## [Document excerpt]
Jan 06, 2012 20:19
I don't need this right away but sometime in the next three months I would like to have a word with somebody who can help me make my fictional vaguely-Slavic personal and place names be not stupid. I am envisioning a place where there's a lot of small ethnic groups living close together, so I don't need everything to be extremely consistent. What I need is a feels-real chaos of linguistic miscegenation, and what I wanmt to avoid is stupid hodgepodge that fails to capture the feel of the way this stuff happens in the world. Since the way it happens in the world is capable of producing really dumb combinations and extremely awkward expressions, you can see how it would be easy to fall into a trap and make bad choices in this.

## [Entries supplied]
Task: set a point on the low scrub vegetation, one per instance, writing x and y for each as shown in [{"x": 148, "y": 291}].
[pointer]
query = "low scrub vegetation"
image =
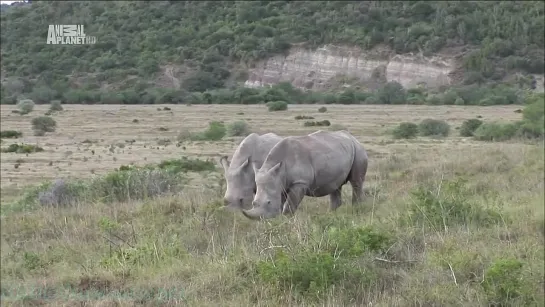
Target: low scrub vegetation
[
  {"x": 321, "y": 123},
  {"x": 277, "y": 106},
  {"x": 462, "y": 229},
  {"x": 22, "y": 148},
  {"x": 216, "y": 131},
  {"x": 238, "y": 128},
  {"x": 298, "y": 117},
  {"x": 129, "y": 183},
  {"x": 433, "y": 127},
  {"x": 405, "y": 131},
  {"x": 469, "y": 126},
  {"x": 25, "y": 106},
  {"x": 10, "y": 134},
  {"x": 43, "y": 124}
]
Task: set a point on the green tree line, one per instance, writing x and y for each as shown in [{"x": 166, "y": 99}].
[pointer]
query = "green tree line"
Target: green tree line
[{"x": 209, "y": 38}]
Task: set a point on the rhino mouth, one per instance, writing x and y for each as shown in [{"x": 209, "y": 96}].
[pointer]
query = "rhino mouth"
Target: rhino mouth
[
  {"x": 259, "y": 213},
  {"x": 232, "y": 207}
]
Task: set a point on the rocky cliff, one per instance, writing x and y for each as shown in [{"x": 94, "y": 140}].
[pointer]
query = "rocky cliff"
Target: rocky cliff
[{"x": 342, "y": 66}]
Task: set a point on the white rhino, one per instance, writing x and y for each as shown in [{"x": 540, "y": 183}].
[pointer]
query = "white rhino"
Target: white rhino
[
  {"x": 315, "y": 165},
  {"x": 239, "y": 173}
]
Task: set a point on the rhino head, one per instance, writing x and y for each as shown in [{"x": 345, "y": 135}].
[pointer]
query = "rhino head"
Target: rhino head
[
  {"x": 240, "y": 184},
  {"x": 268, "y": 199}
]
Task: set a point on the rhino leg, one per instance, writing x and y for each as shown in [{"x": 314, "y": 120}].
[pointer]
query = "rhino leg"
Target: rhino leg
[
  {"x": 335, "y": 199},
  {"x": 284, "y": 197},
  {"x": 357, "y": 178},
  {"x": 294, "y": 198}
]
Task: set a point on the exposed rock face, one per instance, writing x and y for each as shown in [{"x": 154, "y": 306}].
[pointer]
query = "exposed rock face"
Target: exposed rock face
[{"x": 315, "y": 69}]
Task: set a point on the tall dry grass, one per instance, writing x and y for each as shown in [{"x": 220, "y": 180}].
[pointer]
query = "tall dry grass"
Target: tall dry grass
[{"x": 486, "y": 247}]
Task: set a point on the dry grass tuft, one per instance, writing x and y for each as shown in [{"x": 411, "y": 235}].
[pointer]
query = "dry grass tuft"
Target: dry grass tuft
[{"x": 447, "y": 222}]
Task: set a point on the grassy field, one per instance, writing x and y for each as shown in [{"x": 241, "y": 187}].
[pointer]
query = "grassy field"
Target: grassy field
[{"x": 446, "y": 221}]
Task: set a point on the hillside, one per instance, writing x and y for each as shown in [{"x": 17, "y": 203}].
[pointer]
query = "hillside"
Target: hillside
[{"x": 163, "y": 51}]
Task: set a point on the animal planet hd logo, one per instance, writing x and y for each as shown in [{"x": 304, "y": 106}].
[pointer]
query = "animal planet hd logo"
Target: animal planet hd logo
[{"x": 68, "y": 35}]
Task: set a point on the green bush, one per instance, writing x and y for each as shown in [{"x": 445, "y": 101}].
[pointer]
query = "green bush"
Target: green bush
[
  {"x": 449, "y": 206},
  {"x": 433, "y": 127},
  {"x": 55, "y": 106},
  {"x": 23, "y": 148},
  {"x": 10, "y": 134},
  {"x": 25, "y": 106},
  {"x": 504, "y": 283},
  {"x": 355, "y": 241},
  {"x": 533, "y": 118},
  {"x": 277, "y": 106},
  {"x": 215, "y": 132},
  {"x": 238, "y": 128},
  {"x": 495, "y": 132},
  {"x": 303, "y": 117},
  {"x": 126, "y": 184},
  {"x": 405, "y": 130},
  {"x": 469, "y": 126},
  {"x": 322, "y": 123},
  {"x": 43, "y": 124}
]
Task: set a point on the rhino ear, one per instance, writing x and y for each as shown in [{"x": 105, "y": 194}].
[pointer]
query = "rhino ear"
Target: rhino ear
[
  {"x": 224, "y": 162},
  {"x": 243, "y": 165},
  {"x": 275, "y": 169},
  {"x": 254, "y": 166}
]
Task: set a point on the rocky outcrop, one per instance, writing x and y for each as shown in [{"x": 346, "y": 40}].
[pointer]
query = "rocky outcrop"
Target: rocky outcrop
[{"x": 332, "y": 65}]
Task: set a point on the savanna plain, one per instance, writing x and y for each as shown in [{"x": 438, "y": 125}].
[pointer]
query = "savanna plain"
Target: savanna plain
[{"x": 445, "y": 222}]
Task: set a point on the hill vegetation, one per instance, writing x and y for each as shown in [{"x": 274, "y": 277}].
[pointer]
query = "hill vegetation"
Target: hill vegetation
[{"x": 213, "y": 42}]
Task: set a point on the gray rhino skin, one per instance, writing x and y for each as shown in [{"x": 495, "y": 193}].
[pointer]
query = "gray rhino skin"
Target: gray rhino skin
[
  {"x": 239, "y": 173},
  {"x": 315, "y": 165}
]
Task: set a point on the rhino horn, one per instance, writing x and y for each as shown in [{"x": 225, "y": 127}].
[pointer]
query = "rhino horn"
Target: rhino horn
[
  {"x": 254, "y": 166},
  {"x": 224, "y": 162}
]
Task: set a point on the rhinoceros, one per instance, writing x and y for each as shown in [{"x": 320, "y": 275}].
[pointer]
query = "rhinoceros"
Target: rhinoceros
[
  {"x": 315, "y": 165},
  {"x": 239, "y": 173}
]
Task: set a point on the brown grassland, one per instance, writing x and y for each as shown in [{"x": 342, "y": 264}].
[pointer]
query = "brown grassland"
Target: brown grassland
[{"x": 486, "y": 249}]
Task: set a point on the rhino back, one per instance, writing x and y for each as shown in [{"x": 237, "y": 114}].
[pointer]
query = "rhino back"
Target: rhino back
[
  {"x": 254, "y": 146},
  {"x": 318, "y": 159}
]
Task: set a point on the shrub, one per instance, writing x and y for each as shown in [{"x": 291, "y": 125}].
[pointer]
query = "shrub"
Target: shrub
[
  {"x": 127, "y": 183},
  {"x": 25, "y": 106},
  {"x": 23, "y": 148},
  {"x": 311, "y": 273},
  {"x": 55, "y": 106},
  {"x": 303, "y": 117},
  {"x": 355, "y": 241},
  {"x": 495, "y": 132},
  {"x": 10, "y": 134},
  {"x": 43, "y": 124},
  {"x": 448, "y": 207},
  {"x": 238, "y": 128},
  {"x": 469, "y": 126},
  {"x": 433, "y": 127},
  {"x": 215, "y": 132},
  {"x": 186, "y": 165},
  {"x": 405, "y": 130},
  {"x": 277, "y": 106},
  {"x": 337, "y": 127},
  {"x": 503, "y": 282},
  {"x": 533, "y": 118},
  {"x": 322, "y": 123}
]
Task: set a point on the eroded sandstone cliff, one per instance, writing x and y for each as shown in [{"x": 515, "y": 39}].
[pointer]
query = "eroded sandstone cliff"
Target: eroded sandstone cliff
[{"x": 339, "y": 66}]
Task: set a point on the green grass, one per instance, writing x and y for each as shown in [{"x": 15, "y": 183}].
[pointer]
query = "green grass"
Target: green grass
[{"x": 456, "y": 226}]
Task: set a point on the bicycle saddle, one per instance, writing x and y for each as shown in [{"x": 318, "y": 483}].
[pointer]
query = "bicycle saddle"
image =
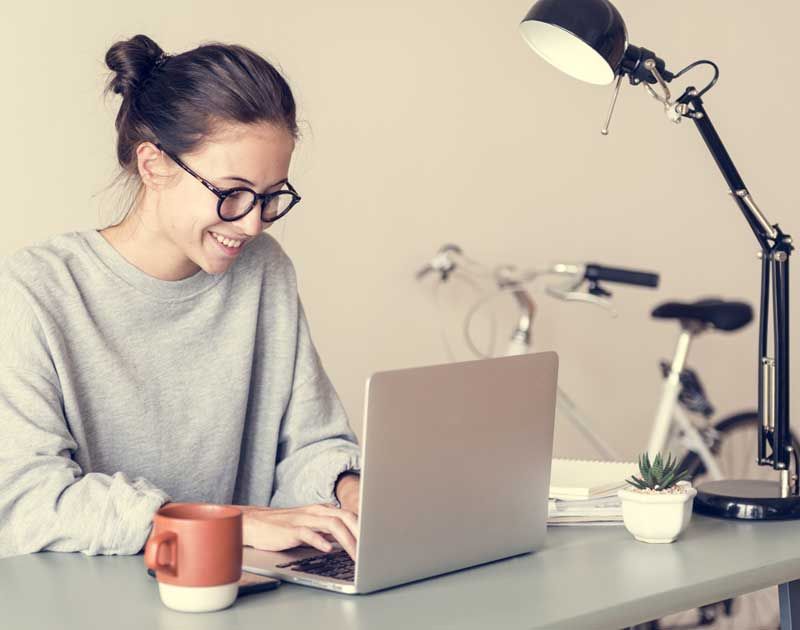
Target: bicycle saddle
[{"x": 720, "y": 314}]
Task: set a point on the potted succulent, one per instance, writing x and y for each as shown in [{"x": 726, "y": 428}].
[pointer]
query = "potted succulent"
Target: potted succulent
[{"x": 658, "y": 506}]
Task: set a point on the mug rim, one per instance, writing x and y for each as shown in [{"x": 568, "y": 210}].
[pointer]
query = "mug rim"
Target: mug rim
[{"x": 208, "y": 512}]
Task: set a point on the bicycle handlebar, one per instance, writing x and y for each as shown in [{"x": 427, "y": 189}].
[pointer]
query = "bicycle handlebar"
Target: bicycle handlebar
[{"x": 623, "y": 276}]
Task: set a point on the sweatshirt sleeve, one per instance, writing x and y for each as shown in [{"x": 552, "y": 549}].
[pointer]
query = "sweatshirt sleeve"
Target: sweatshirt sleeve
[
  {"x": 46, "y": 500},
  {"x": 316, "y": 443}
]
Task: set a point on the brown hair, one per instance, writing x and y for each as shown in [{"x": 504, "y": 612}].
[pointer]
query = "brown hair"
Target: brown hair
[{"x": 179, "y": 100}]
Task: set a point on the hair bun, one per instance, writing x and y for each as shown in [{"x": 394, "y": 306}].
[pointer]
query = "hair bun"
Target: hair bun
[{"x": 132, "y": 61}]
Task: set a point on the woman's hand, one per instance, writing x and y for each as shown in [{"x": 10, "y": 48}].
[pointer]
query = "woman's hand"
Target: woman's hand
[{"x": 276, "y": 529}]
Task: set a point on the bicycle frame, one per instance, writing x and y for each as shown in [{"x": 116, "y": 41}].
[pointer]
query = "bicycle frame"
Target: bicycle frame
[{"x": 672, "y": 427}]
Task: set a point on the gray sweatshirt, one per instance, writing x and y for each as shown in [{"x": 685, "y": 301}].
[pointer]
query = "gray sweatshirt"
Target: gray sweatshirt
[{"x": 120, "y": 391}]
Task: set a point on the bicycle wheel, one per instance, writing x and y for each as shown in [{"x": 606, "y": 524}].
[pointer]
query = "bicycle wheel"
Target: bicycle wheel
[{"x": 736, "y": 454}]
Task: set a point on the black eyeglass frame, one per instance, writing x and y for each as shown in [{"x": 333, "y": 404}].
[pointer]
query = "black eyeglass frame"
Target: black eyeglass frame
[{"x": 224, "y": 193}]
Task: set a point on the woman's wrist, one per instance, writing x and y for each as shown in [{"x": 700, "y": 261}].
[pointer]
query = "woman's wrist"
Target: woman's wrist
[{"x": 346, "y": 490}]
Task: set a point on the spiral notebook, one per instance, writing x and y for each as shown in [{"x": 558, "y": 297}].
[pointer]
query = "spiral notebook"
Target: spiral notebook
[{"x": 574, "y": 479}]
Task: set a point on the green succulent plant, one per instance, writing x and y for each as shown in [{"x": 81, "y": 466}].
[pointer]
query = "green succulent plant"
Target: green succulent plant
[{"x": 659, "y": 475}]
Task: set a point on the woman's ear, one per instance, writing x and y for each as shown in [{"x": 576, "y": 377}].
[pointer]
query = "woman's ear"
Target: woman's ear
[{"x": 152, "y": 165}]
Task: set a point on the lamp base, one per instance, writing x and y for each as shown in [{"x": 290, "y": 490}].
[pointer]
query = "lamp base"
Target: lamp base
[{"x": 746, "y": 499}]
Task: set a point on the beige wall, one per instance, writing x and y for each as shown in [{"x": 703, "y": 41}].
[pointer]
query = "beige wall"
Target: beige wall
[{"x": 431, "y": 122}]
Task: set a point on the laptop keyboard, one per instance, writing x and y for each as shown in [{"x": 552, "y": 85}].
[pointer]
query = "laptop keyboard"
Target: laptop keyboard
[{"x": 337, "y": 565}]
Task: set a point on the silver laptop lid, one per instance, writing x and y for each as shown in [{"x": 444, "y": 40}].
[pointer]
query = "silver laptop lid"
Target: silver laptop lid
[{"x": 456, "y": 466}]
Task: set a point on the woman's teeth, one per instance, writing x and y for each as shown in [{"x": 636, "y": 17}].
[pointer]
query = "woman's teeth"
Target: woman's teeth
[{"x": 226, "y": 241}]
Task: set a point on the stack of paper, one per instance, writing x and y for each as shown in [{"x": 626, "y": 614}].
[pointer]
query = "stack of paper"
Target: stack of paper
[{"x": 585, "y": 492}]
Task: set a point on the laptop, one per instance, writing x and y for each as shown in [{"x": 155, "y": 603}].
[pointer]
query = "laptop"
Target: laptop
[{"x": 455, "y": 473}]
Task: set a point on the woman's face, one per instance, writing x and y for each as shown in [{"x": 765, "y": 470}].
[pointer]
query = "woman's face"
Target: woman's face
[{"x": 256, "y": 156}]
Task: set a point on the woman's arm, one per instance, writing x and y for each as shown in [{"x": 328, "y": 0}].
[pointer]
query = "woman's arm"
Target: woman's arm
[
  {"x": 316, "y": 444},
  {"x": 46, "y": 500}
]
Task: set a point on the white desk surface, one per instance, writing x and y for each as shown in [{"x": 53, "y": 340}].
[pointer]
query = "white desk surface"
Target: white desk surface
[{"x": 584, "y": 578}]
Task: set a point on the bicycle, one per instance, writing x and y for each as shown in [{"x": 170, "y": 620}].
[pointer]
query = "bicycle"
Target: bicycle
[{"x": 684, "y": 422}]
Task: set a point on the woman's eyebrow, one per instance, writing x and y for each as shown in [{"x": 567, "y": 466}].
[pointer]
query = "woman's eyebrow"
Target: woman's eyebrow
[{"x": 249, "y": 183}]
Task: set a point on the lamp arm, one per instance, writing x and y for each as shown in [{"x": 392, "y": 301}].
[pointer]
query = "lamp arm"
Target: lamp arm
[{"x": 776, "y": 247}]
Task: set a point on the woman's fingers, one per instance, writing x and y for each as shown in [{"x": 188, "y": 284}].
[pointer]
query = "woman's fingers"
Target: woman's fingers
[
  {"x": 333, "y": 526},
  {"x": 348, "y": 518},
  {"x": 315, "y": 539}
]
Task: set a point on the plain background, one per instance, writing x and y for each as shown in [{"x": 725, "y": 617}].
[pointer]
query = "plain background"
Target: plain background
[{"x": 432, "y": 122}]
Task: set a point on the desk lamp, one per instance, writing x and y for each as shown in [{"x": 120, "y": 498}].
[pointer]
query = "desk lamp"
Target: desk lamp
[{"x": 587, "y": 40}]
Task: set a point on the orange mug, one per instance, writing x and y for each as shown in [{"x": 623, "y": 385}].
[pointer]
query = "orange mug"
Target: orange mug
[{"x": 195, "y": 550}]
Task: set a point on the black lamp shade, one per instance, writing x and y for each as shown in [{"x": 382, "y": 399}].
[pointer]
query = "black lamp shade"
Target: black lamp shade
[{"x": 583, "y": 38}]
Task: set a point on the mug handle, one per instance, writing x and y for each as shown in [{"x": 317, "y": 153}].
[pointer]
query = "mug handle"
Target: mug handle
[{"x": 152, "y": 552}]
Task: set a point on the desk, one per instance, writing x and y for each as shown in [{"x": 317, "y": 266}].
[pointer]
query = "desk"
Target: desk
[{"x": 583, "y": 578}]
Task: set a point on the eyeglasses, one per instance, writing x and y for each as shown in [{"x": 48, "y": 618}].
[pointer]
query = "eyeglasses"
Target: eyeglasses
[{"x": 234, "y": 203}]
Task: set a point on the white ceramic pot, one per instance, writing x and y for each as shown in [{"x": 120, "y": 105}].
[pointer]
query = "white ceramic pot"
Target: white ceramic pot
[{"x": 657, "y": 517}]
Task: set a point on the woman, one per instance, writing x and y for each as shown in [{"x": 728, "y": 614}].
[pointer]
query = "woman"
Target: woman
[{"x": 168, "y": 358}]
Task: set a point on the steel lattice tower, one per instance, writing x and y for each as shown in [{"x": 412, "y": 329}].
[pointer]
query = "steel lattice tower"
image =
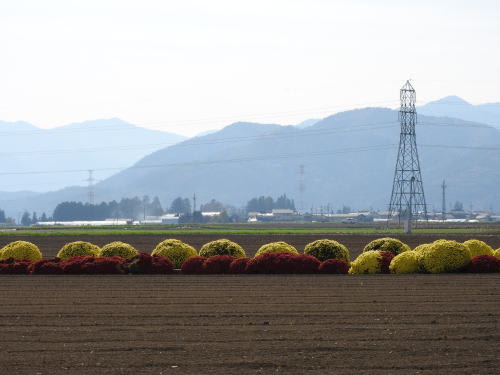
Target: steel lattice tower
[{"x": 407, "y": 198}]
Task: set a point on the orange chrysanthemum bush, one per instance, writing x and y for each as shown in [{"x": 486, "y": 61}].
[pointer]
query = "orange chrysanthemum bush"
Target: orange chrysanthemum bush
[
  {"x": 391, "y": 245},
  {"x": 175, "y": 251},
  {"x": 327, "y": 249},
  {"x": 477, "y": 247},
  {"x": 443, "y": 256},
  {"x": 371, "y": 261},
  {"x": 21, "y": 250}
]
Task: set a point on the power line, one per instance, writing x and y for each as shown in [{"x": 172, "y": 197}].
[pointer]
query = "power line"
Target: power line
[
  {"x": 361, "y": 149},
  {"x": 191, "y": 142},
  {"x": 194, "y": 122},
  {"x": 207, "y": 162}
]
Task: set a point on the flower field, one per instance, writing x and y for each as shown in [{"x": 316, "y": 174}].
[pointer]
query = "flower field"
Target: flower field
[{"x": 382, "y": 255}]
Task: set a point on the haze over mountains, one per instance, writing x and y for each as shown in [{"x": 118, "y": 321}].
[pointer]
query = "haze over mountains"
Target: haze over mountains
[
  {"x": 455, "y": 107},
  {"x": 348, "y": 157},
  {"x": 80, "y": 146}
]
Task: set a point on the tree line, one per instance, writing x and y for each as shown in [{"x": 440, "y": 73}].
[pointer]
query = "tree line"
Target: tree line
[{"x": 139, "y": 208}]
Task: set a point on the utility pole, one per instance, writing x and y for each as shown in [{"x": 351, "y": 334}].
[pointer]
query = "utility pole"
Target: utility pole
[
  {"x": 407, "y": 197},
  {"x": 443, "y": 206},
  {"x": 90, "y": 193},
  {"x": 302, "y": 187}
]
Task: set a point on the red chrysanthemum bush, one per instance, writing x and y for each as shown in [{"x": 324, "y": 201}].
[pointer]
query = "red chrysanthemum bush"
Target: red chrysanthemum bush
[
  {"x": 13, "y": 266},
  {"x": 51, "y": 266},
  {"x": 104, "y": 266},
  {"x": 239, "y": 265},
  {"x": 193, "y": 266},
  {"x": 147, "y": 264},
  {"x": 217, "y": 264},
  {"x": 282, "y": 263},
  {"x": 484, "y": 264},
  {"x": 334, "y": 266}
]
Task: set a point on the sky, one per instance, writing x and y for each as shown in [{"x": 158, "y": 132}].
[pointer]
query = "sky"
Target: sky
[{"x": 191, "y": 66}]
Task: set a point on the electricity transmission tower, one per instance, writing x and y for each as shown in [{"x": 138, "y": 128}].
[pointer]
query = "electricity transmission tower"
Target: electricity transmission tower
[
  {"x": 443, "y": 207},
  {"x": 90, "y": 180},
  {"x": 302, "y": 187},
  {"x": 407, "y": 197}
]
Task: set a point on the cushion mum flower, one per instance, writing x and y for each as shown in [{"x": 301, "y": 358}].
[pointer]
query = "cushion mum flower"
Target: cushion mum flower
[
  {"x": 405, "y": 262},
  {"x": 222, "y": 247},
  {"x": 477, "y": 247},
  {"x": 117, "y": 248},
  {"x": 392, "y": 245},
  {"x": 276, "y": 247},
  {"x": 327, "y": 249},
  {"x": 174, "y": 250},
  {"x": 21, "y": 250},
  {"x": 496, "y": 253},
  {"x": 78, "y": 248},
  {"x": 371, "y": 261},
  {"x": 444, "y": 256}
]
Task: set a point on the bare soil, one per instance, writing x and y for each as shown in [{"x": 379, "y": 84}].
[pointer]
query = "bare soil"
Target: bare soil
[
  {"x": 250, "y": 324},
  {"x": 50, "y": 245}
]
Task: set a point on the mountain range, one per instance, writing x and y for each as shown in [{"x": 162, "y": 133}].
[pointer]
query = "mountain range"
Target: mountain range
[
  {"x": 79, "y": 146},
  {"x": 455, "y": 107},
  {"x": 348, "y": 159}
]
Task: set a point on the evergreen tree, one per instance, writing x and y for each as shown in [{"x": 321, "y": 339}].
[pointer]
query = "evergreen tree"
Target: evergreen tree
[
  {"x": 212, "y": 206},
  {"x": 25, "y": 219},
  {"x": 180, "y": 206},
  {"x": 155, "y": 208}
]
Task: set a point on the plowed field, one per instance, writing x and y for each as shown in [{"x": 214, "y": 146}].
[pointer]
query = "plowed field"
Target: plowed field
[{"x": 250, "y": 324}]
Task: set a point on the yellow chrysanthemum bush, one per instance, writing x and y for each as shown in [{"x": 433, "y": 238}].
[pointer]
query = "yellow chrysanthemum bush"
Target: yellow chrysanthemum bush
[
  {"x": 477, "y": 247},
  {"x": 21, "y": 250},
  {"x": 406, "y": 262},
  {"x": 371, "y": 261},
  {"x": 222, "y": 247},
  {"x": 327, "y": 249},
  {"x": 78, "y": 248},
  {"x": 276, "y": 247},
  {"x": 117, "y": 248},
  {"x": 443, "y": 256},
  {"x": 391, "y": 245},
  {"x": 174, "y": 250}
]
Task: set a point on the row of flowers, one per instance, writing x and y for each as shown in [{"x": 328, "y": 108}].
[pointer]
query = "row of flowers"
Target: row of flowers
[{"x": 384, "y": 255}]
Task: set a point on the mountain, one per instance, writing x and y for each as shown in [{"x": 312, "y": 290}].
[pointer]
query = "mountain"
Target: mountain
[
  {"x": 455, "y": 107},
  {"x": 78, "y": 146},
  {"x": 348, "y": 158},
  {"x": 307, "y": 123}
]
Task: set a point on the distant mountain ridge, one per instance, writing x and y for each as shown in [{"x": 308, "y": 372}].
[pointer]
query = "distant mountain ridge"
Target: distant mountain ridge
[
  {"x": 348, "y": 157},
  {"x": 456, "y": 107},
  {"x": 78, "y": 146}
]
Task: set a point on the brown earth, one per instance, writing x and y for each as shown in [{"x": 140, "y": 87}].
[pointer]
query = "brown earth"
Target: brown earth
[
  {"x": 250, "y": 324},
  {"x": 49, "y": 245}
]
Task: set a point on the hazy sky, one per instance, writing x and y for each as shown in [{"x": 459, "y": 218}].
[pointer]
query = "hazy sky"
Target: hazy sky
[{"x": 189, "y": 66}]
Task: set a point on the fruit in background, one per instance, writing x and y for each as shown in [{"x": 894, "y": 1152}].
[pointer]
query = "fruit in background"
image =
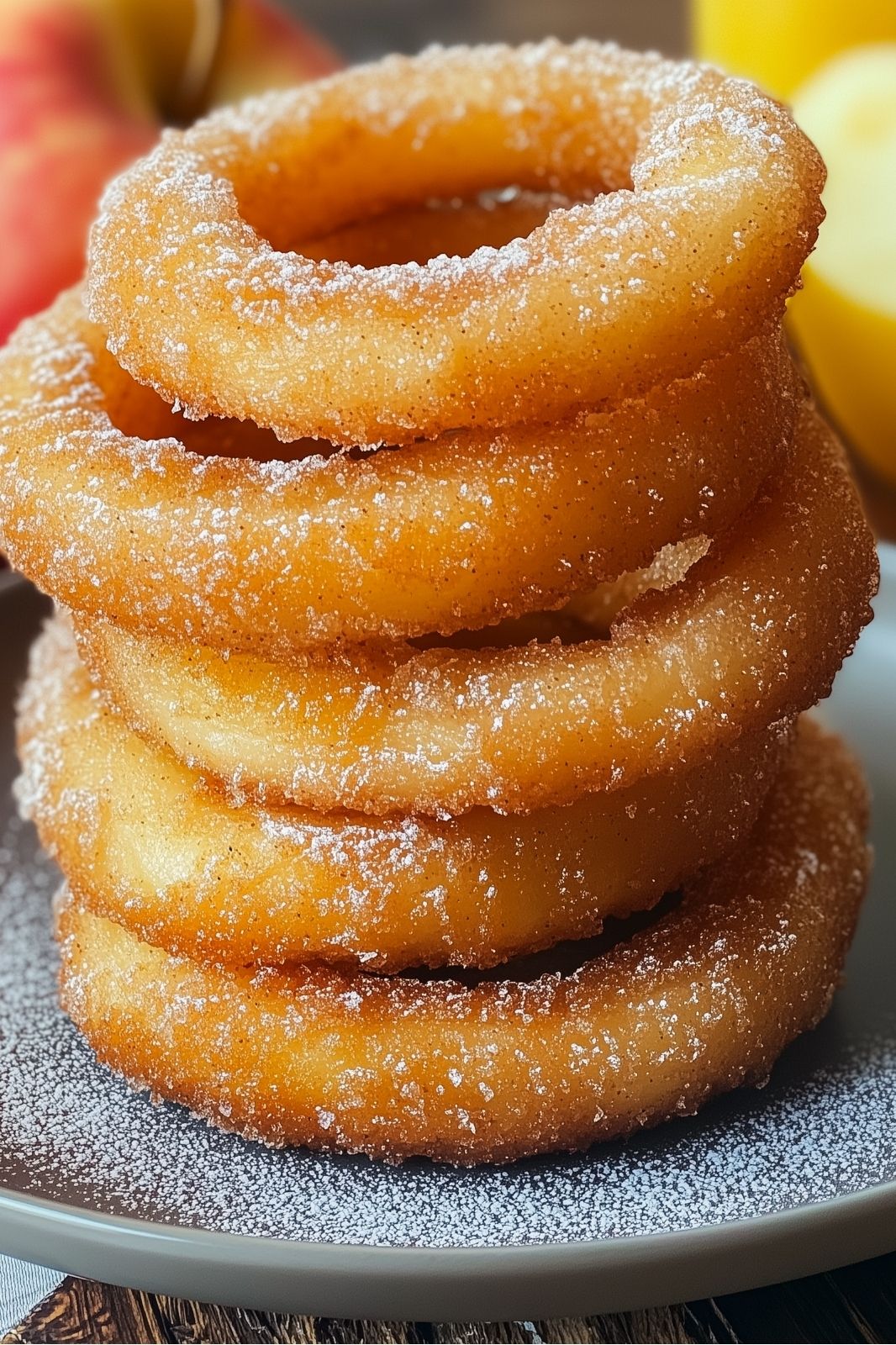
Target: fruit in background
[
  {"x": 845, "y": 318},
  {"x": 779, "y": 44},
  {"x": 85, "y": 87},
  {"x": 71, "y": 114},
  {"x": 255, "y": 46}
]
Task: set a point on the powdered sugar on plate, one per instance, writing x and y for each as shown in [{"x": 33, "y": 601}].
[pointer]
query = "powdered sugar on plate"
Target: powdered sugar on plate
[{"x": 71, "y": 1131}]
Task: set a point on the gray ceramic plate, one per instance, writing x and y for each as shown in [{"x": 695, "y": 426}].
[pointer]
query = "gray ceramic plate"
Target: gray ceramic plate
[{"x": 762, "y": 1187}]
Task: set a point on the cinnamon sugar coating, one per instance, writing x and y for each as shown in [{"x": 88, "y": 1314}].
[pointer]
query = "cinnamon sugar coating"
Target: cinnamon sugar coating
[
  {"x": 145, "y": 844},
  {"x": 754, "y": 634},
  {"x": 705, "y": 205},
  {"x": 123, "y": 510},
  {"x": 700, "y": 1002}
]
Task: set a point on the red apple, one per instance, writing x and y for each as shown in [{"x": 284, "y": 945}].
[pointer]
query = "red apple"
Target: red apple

## [Request 1]
Using the post about fictional Slavic-style names, decide whether each statement agrees with it. Answer yes or no and quote the deciding words. (a) The writer needs the help right away. (b) The writer wants every name to be extremely consistent. (c) The imagined place has many small ethnic groups living close together.
## [Request 2]
Carry on the post about fictional Slavic-style names, starting right after its last sentence.
The entries come from a different source than the post.

## [Right answer 1]
(a) No: "I don't need this right away"
(b) No: "so I don't need everything to be extremely consistent"
(c) Yes: "a place where there's a lot of small ethnic groups living close together"

## [Right answer 2]
I'm definitely not trying to: replicate real-world languages, or invent a language for the book (for one thing I'd have to invent at least seven! And I'm not going to). What I am trying to do is to create a linguistic landscape that you could walk around in and feel that it is a richly observed world and not a felt-marker-drawn backdrop for a puppet play (not that such a thing couldn't be perfectly fine in its time and place, anyway).
Ideal, of course, would be someone who has a bit of familiarity with more than one from the real-world region. I don't mind too much whether it's Eastern, Western, or Southern SLavic, or Old Slavonic, and I would be tickled pink if the person also knew some other non-Slavic regional language or two or three, like Romanian or Hungarian or some weird dialect of German.
What I'd be asking the person to do is to read the draft when it's ready, or if that's too much, to read excerpts, and to mark where the names and so on seem rightish or wrongish and hopefully to meditate on why they seem that way and what might make them better.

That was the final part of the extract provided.